- **Problem to solve**: Extract every line of the listing below and reproduce each one verbatim, without changes.

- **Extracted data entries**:
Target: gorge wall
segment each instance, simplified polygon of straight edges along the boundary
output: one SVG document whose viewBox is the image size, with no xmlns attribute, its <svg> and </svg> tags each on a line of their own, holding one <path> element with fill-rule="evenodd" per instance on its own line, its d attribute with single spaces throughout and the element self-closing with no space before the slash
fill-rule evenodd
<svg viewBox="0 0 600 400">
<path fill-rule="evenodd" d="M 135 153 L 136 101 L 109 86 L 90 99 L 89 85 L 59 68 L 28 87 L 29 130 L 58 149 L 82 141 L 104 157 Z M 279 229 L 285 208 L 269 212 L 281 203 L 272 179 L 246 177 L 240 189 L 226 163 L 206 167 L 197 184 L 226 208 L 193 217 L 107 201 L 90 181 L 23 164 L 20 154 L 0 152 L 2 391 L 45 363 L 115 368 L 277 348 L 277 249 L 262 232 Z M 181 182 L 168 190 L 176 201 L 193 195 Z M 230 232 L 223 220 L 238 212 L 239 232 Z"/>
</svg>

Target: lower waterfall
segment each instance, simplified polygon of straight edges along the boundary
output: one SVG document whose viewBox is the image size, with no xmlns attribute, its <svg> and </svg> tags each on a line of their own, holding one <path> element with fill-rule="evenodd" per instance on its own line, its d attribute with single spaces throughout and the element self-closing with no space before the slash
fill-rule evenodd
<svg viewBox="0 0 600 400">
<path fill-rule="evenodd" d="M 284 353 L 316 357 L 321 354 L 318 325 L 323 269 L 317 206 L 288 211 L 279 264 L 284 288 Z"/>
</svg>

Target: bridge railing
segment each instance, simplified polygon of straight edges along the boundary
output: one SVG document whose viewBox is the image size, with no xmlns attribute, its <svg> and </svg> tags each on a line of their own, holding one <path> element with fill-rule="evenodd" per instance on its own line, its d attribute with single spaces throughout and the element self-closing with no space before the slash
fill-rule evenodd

- **Answer to this exercise**:
Target: gorge wall
segment each instance, simplified polygon of straight edges along the boundary
output: one SVG document whose viewBox is the image size, with no xmlns attribute, its <svg> and </svg> tags each on a line of their own, holding one <path> element with fill-rule="evenodd" per instance on its own line, its d attribute with single spaces throughout and the element self-closing with no space before the slash
fill-rule evenodd
<svg viewBox="0 0 600 400">
<path fill-rule="evenodd" d="M 135 153 L 136 101 L 109 86 L 90 99 L 89 85 L 59 68 L 28 87 L 29 130 L 58 149 L 82 141 L 104 157 Z M 279 229 L 285 208 L 269 212 L 281 203 L 272 179 L 246 177 L 240 189 L 226 163 L 206 167 L 197 184 L 226 208 L 193 217 L 107 201 L 90 181 L 23 164 L 20 154 L 0 152 L 2 391 L 45 363 L 115 368 L 277 348 L 277 249 L 262 232 Z M 181 182 L 168 190 L 176 201 L 193 195 Z M 230 232 L 223 220 L 238 212 L 239 232 Z"/>
</svg>

Target: lower waterfall
segment each instance, simplified polygon of straight edges along the boundary
output: one SVG document whose viewBox is the image size, with no xmlns attribute, its <svg> and </svg> tags each on a line of their own, holding one <path> element with fill-rule="evenodd" per instance on its own line, its d attribute with single spaces throughout and the element self-closing with no space before the slash
fill-rule evenodd
<svg viewBox="0 0 600 400">
<path fill-rule="evenodd" d="M 284 353 L 316 357 L 321 354 L 318 325 L 323 269 L 317 206 L 288 211 L 279 264 L 284 288 Z"/>
</svg>

Target: bridge railing
segment each instance, simplified polygon of straight edges along the boundary
output: one SVG document whose viewBox is the image size, with no xmlns attribute, its <svg> and </svg> tags each on a line of their own, holding one <path> element with fill-rule="evenodd" per instance on its own line, its d attribute with single spaces throughout and the element self-closing with no space before the slash
fill-rule evenodd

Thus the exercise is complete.